+++ Исходный материал

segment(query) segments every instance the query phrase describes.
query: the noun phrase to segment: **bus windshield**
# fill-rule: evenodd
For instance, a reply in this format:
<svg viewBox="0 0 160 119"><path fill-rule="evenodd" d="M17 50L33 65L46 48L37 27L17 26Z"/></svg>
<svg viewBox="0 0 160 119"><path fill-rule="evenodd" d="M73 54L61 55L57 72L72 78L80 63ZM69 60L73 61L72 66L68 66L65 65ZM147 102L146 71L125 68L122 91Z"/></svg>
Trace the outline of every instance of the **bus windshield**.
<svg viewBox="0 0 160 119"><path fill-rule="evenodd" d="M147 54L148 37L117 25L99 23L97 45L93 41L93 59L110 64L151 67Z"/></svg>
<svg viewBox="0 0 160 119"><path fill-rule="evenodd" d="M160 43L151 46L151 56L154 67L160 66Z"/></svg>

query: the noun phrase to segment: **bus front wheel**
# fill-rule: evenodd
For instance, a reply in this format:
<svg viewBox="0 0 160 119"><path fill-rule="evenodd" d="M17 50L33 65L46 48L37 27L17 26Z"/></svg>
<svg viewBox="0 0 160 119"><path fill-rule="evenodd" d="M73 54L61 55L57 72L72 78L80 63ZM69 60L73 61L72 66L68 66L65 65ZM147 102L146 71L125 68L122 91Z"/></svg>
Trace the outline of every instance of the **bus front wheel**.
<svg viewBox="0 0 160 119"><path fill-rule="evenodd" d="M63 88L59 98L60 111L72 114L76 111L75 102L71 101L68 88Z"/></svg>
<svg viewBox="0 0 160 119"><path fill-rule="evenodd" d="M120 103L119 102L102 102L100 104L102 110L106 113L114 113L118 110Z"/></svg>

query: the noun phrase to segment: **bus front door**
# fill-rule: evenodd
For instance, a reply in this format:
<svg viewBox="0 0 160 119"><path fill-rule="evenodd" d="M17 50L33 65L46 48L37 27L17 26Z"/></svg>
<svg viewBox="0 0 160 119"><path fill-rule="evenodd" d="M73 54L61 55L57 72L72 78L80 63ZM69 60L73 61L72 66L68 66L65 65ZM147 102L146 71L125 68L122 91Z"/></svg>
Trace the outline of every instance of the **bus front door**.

++++++

*Что требуется*
Замените во всех записях «bus» на «trolleybus» и перепишите строки, больше ничего не меняя.

*Результат упражнения*
segment(query) segments every instance the query phrase describes.
query: the noun phrase to segment: **trolleybus windshield**
# fill-rule: evenodd
For instance, a reply in this format:
<svg viewBox="0 0 160 119"><path fill-rule="evenodd" d="M17 50L33 65L46 48L37 27L17 26Z"/></svg>
<svg viewBox="0 0 160 119"><path fill-rule="evenodd" d="M73 54L61 55L57 72L72 78L80 63ZM69 60L73 61L72 66L68 66L65 65ZM147 102L146 71L125 68L122 91Z"/></svg>
Trace the outline of every instance of the **trolleybus windshield**.
<svg viewBox="0 0 160 119"><path fill-rule="evenodd" d="M147 54L148 37L117 25L99 23L97 45L93 41L93 59L110 64L151 67Z"/></svg>
<svg viewBox="0 0 160 119"><path fill-rule="evenodd" d="M160 43L151 46L151 56L154 67L160 66Z"/></svg>

query: the noun phrase to segment: **trolleybus front wheel**
# fill-rule: evenodd
For instance, a reply in this format:
<svg viewBox="0 0 160 119"><path fill-rule="evenodd" d="M17 50L33 65L46 48L37 27L17 26Z"/></svg>
<svg viewBox="0 0 160 119"><path fill-rule="evenodd" d="M73 54L61 55L57 72L72 78L80 63ZM69 60L73 61L72 66L68 66L65 65ZM147 102L146 71L125 68L122 91Z"/></svg>
Trace the outline of every instance of the **trolleybus front wheel**.
<svg viewBox="0 0 160 119"><path fill-rule="evenodd" d="M63 88L59 98L60 111L72 114L76 111L75 102L71 101L68 88Z"/></svg>
<svg viewBox="0 0 160 119"><path fill-rule="evenodd" d="M120 103L119 102L102 102L100 104L102 110L106 113L114 113L118 110Z"/></svg>

query: the noun phrase to segment: **trolleybus front door**
# fill-rule: evenodd
For instance, a reply in this format:
<svg viewBox="0 0 160 119"><path fill-rule="evenodd" d="M17 50L33 65L46 48L37 27L17 26Z"/></svg>
<svg viewBox="0 0 160 119"><path fill-rule="evenodd" d="M73 54L61 55L57 72L72 78L80 63ZM69 60L73 61L72 66L68 66L65 65ZM147 102L146 71L125 68L122 91Z"/></svg>
Trace the outline of every instance of the **trolleybus front door**.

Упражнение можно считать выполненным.